> Task set
a – In the ka9q-web post, how wide are the integral FFT bins used for filtering?
b – Please reproduce the section of the ka9q-web post that opens with the words containing "That's pretty specific." and closes with "narrow rectangular window.".

[TangerineSDR] ka9q-web success

[Phil Karn]

I'm in favor of doing this to extend the existing demodulator functions, 
e.g., supporting narrower IF filters than I can do right now. I'd 
already been thinking of doing this to better support narrow CW 
reception. But when the functionality becomes qualitatively different it 
probably should remain in a separate module. I think identifying WWV vs 
WWVH is in that latter class. Even if you do it by just noncoherently 
summing the audio tone energies, you'll want to get both sidebands and 
probably gate the integrators with their scheduled transmission times. 
That's pretty specific.

This extension could also eliminate a current artifact. It's pretty 
subtle so I don't know if anyone else has noticed it. If you select a 
very narrow bandwidth and slowly tune across CW signals, the passband 
will seem to "wiggle" as you tune. That's because the filtering is done 
in integral FFT bins 40 Hz wide while the fine tuning is done with a +/- 
20 Hz local oscillator and mixer after the filter. This makes the 
passband seem to wiggle +/- 20 Hz as you slowly tune in one direction. 
This happens despite the edges of the filter passband being tapered with 
a Kaiser window, i.e., the filter is never exactly 1 bin wide but tapers 
over a few. You can exaggerate the effect by setting the Kaiser 
parameter to zero, which then becomes a narrow rectangular window.

In effect, this additional FFT/IFFT would use the existing filter as a 
roofing filter and then add a narrower one. It will necessarily add 
delay, and because my filters are linear phase (as opposed to minimum 
phase) this extra delay may become more noticeable.

Hmm, it just occurred to me that this structure might also let me 
re-implement ISB (independent sideband), something I broke a while ago 
when I went to my current shared-FFT multichannel scheme. The second 
FFT/IFFT could separate the sidebands.

Phil

On 2/28/24 05:50, Franco VENTURI via TangerineSDR wrote:
> Phil, John,
> welcome to the mailing list and kudos and many thanks for ka9q-radio and ka9q-web!

> Given data
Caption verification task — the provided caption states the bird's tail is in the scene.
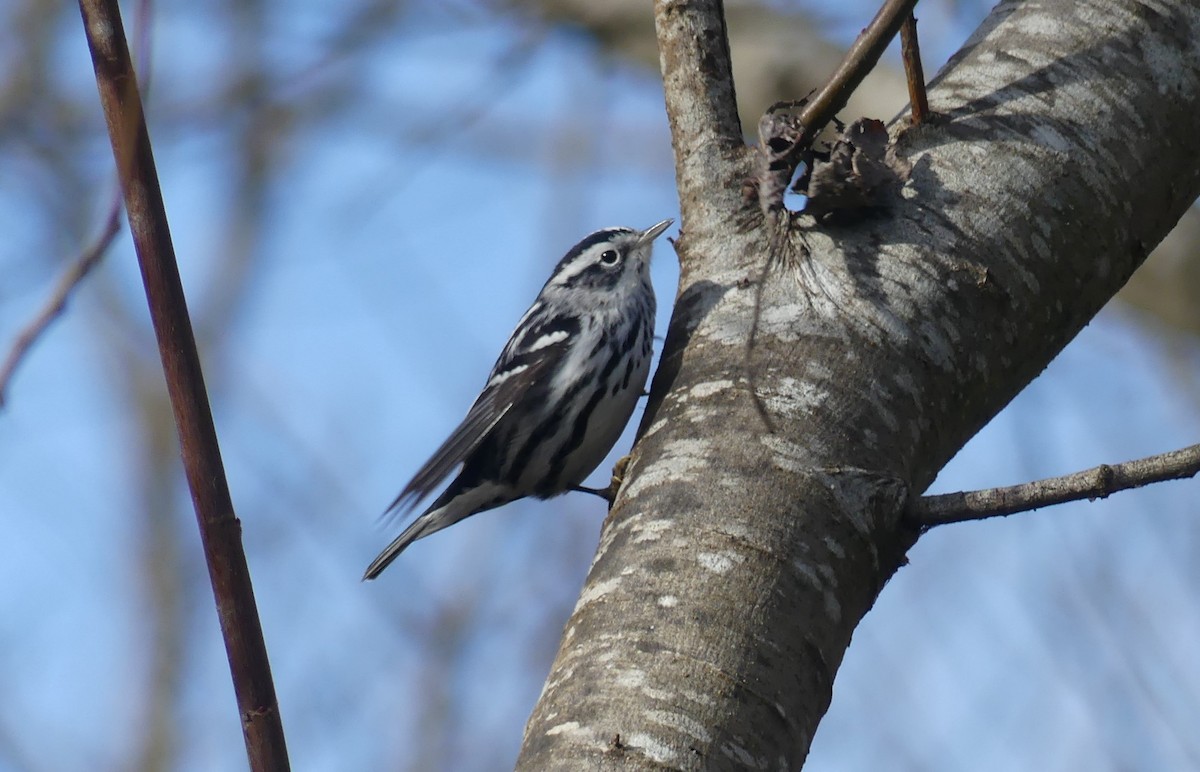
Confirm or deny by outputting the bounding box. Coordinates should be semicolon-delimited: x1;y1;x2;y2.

> Expected results
a – 40 Hz

b –
That's pretty specific.

This extension could also eliminate a current artifact. It's pretty 
subtle so I don't know if anyone else has noticed it. If you select a 
very narrow bandwidth and slowly tune across CW signals, the passband 
will seem to "wiggle" as you tune. That's because the filtering is done 
in integral FFT bins 40 Hz wide while the fine tuning is done with a +/- 
20 Hz local oscillator and mixer after the filter. This makes the 
passband seem to wiggle +/- 20 Hz as you slowly tune in one direction. 
This happens despite the edges of the filter passband being tapered with 
a Kaiser window, i.e., the filter is never exactly 1 bin wide but tapers 
over a few. You can exaggerate the effect by setting the Kaiser 
parameter to zero, which then becomes a narrow rectangular window.